>>>

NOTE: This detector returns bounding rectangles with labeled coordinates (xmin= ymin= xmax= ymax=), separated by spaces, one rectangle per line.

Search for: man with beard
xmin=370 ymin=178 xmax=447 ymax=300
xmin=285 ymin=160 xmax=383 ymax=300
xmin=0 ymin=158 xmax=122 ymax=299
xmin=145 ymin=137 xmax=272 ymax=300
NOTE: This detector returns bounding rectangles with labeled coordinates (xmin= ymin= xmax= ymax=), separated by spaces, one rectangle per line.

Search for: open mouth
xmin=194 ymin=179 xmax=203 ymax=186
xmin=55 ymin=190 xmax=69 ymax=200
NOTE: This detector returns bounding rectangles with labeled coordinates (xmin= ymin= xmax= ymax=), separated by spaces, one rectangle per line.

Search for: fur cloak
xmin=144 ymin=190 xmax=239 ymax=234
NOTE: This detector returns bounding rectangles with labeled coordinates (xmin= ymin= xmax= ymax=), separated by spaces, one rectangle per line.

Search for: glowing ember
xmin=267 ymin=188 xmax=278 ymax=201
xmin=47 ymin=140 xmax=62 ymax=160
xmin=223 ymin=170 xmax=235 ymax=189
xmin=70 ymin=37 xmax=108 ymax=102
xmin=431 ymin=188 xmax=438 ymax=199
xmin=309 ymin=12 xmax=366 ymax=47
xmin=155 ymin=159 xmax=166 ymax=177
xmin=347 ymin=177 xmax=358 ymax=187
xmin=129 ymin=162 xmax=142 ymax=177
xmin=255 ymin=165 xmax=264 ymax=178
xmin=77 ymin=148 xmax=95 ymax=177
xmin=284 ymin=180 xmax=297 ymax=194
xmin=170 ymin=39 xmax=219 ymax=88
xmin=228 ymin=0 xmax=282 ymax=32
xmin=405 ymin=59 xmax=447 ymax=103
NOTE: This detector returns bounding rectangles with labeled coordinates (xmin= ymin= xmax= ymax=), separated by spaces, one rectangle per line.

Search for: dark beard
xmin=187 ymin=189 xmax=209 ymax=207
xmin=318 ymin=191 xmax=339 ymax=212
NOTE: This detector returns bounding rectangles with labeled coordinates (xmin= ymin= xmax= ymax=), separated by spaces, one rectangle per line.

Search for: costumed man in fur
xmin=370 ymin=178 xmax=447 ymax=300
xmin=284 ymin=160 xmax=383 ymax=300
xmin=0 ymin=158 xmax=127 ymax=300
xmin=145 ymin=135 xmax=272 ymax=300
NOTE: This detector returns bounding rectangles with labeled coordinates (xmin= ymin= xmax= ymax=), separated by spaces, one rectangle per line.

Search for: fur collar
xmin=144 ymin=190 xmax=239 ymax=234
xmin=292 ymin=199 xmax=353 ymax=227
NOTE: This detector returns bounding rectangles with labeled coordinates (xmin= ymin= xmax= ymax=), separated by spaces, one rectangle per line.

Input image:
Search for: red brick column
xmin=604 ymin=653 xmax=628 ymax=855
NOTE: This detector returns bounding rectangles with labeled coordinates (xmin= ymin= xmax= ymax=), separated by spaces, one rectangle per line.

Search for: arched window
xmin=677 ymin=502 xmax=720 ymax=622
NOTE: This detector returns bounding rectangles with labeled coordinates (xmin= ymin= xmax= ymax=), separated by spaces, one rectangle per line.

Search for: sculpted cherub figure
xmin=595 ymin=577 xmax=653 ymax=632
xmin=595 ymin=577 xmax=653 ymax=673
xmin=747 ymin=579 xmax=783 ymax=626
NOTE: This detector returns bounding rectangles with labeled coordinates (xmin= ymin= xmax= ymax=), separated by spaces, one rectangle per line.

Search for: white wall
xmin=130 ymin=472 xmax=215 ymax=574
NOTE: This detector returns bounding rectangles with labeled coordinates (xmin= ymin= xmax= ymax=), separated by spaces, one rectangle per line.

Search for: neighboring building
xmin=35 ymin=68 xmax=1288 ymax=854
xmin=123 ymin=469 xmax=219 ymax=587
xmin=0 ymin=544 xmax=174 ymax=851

<<<

Directive:
Transcribe every line of the listing above with no changes at all.

Expected answer:
NOTE: This detector returns bounding rectangles with labeled coordinates (xmin= ymin= xmax= ymax=), separated by spaces, one rectangle per line.

Search for: man with beard
xmin=370 ymin=178 xmax=447 ymax=300
xmin=285 ymin=160 xmax=383 ymax=300
xmin=0 ymin=158 xmax=122 ymax=299
xmin=145 ymin=137 xmax=272 ymax=300
NOTE: This detector returns bounding rectangles with labeled coordinates (xmin= ymin= xmax= ymax=), separated by spaces, one rectangle per line.

Search for: open mouth
xmin=194 ymin=179 xmax=203 ymax=186
xmin=55 ymin=190 xmax=69 ymax=200
NOTE: This detector returns bounding rectangles with labeled coordinates (xmin= ymin= xmax= ymax=), separated by spaces, one rectangle per line.

Search for: fur cloak
xmin=144 ymin=190 xmax=239 ymax=234
NOTE: This detector returns bounding rectangles with labeled coordinates (xmin= ymin= xmax= ymax=), separated by spaces, one rectangle per line.

Search for: glowing ember
xmin=267 ymin=188 xmax=278 ymax=201
xmin=47 ymin=140 xmax=62 ymax=160
xmin=223 ymin=170 xmax=235 ymax=189
xmin=70 ymin=37 xmax=108 ymax=102
xmin=431 ymin=188 xmax=438 ymax=199
xmin=309 ymin=12 xmax=366 ymax=47
xmin=155 ymin=159 xmax=166 ymax=177
xmin=347 ymin=177 xmax=358 ymax=187
xmin=129 ymin=162 xmax=142 ymax=177
xmin=255 ymin=165 xmax=264 ymax=178
xmin=77 ymin=148 xmax=95 ymax=177
xmin=284 ymin=180 xmax=297 ymax=194
xmin=170 ymin=39 xmax=219 ymax=88
xmin=228 ymin=0 xmax=282 ymax=32
xmin=405 ymin=59 xmax=447 ymax=103
NOTE: This detector returns bounding rectangles with labeled coordinates (xmin= ymin= xmax= ymax=), separated by spaces, one rectangle per line.

Search for: dark beard
xmin=187 ymin=189 xmax=209 ymax=207
xmin=318 ymin=191 xmax=339 ymax=212
NOTE: This detector returns bounding rectangles with labeled coordinates (xmin= ymin= xmax= ymax=), separated by spaces, one rectangle per line.

Search for: costumed man in fur
xmin=370 ymin=178 xmax=447 ymax=300
xmin=284 ymin=160 xmax=383 ymax=300
xmin=0 ymin=158 xmax=127 ymax=300
xmin=145 ymin=135 xmax=272 ymax=300
NOTE: This detector returns bounding rectangles with labeled coordinates (xmin= ymin= xmax= ymax=), separated by spaces, one rectangle per line.

Search for: fur collar
xmin=144 ymin=190 xmax=239 ymax=234
xmin=292 ymin=199 xmax=353 ymax=227
NOTE: This detector returns bounding rectangles with labeled coordinates (xmin= ymin= xmax= ymax=), separated by spaces, one rectangle per line.

Input image:
Search for: red brick column
xmin=604 ymin=653 xmax=628 ymax=855
NOTE: This detector returns bounding rectangles with labeled coordinates (xmin= ymin= xmax= ymax=), separated by spaces, one rectangle per line.

Search for: arched window
xmin=677 ymin=502 xmax=720 ymax=622
NOTE: This detector returns bounding rectangles with labeled coordinates (xmin= ymin= xmax= ymax=), separated by spaces, one rectangle per line.

Search for: sculpted cherub figure
xmin=595 ymin=577 xmax=653 ymax=632
xmin=595 ymin=577 xmax=653 ymax=673
xmin=747 ymin=579 xmax=783 ymax=626
NOTE: This detector returns bounding rectangles with labeled coordinates (xmin= ymin= xmax= ymax=), separated by spaces, one rectangle per line.

Search for: white wall
xmin=130 ymin=472 xmax=215 ymax=574
NOTE: This detector returns bounding rectangles with labeled coordinates (xmin= ymin= xmax= ymax=), separated by spaces, one rectangle per line.

Search for: neighboring building
xmin=35 ymin=68 xmax=1288 ymax=854
xmin=123 ymin=469 xmax=219 ymax=587
xmin=0 ymin=544 xmax=174 ymax=851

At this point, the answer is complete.